### Document
I agree totally :O) Love your exclamation as well because I find myself agreeing regularly when I am reading about a particularly annoying character, thinking I would have killed them off long ago but that is what I love when the book gets a reaction out of me like that. It is all worth it then.


----------



## emilyward (Mar 5, 2011)

I hate it when they kill a character I love, but in some genres it's necessary. In fantasy, if there's a war or some kind of struggle, you know someone will die. It makes the book more realistic because the main characters are not immune just because we're reading about them. 

At the same time, some deaths have really bothered me. My Sister's Keeper? One of the rare instances where I liked the movie ending better than the book! Or I don't like it when an author doesn't give a character death the time and meaning it deserves. I'm looking at you, Suzanne Collins. 

Otherwise, I understand it. I consider it good writing if I cry when a character dies. The author has made these people real to me.


----------



## J.R.Mooneyham (Mar 14, 2011)

I had no problem whatsoever with the deaths of the real life bad guys described in my own books: for they apparently deserved it (and there seemed no other practical way to stop them from continuing to harm others; of course, when something like mental illness or PTSD is involved, that can be a different matter).

But perhaps you're mainly referring to my opinion of fictional characters dying in the books of others? Well, as death is a big part of our reality, it's simply not realistic for absolutely no one to die, under many extreme circumstances, such as those we often detail in books. So if too much dangerous stuff happens with zero deaths (or even major injury), that might tend to dispel my own suspension of disbelief, in regards to a story. So deaths are good. And sometimes, even the deaths of beloved characters can be necessary to the story. Look at actual history: many non-fiction stories there would be nowhere near as powerful and memorable, if the heroes or heroines hadn't died for their actions. Having the hero get by via the skin of his teeth and say "wow, but that was a close one!" too many times will sooner or later smack of fantasy rather than realism.

Of course, the very worst thing is to have a character die many times, then be repeatedly brought back again, via some miracle, or highly unlikely convergence of events. I mean, a skillful writer might be able to get by with this once or twice. But going for three or more is just too much! The worst perpetrators of this over the decades may have been the major comic book companies: some of their characters have apparently died maybe 60 or so separate times by now, only to reappear again later, by way of some grossly fanciful explanation.


----------



## theraven (Dec 30, 2009)

### Information shown
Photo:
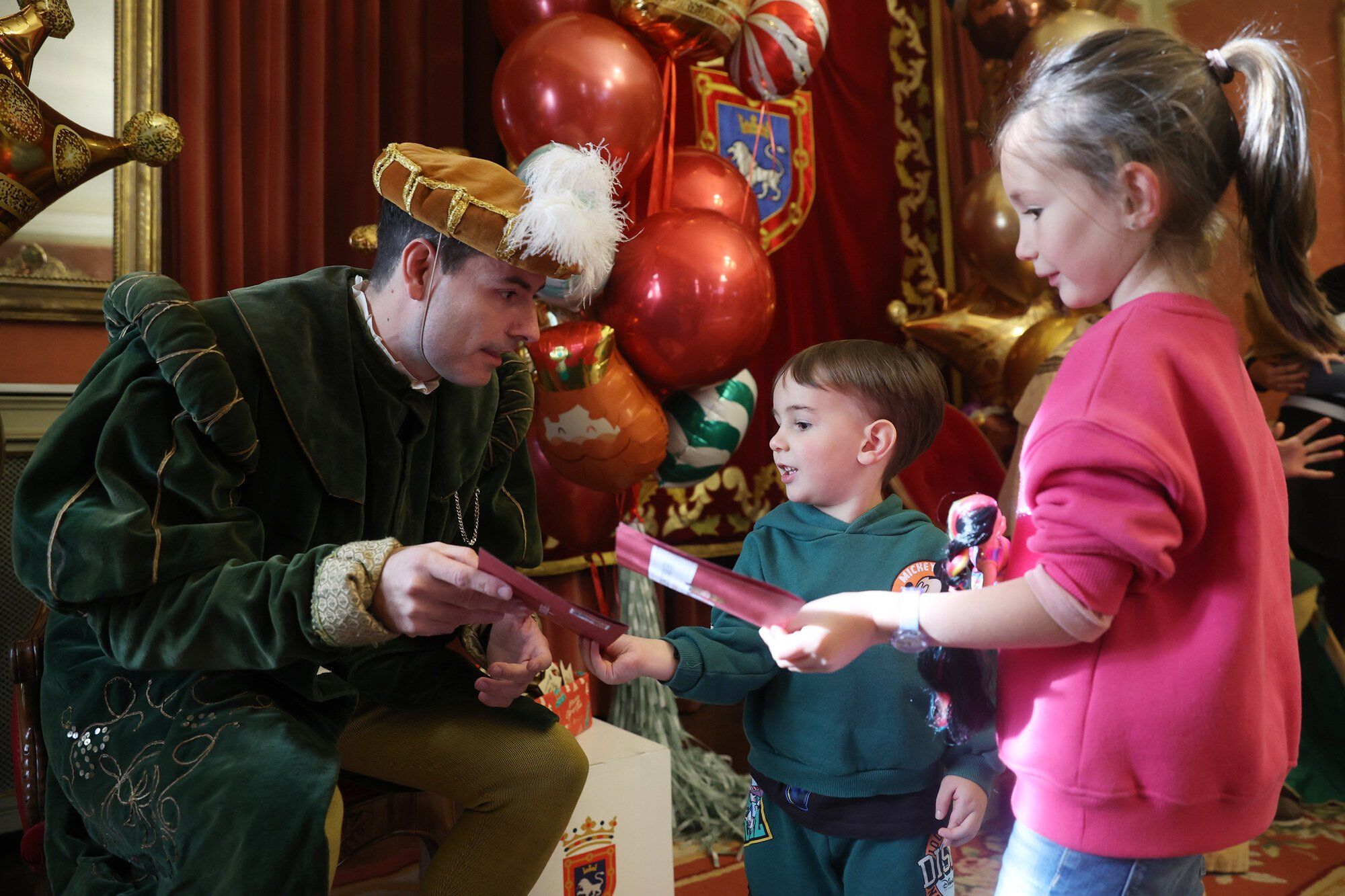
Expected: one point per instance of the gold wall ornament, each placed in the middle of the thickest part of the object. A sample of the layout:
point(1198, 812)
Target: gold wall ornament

### Things to do
1. Answer these questions about the forum thread on character deaths:
(a) Which book does emilyward name as one where the movie ending was better than the book's?
(b) According to J.R.Mooneyham, who may have been the worst at bringing characters back from death?
(c) About how many separate times does J.R.Mooneyham say some of those characters have apparently died?
2. List every username that appears as a post heading in the forum thread on character deaths.
3. Repeat everything in the thread from "I agree totally" down to "(Mar 5, 2011)".
None of the data is needed here.

### Exercise responses
1.
(a) My Sister's Keeper
(b) The major comic book companies
(c) Maybe 60 or so

2.
emilyward
J.R.Mooneyham
theraven

3.
I agree totally :O) Love your exclamation as well because I find myself agreeing regularly when I am reading about a particularly annoying character, thinking I would have killed them off long ago but that is what I love when the book gets a reaction out of me like that. It is all worth it then.


----------



## emilyward (Mar 5, 2011)